**Excerpt to read:**

As we go about our daily lives we pay scant attention to the laws of this land and the guaranteed rights and freedoms we enjoy under the Charter. We forget the protection it offers us so we can live our lives with dignity. Critics are quick to point out that the Charter is there in name and not really available to the average person. Others say it is abused by criminal defendants who use the procedural guarantees to escape trial and conviction. And yet others say laws of the land should not be made by Supreme Court judges engaging in judicial activism but by legally elected representatives of the people. All these statements have some truth to them. However, let’s not forget that the Charter has also given women in Canada the right to a safe abortion (R v. Morgentaler ) [1988] 1 S.C.R), refugee claimants the right to a hearing (Singh v Canada [1985] 1 S.C.R. 177) and, most recently, the right to die with dignity with physician-assisted suicides (Carter v. Canada (Attorney General) [2015] 1 SCR ).
Many years ago when I worked at the Ministry of the Attorney General assisting senior Crowns prosecute cases, I realised the full import of the legal rights sections (Sections 7 – 14) of the Charter. We used to sit with the investigating officers and determine if we could proceed with charges based on the evidence that had been collected. The Crown would routinely not prosecute cases where the evidence was inadmissible either because it was obtained through use of an unreasonable search (Section 8), or when legal counsel had not been provided to the accused (Section 10) or when their right to remain silent had not been read out to them (Section 11). It was the invisible hand of the Charter that offered these guarantees which do not exist in a number of societies, where the poor are disproportionately charged with crimes and convicted without due process.

**Task directions:**
Decide whether each statement below agrees with the passage on the Charter. Answer yes or no for each, and quote the words from the passage that decide it.
1. The writer once worked at the Ministry of the Attorney General.
2. The passage says the Charter gave refugee claimants the right to a hearing.
3. The passage says the Crown would still prosecute cases where the evidence came from an unreasonable search.

**Information provided:**
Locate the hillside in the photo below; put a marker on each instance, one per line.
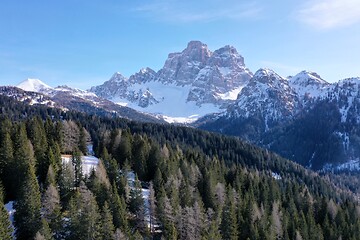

**Answer section:**
1. Yes: "when I worked at the Ministry of the Attorney General assisting senior Crowns prosecute cases"
2. Yes: "refugee claimants the right to a hearing"
3. No: "The Crown would routinely not prosecute cases where the evidence was inadmissible either because it was obtained through use of an unreasonable search (Section 8)"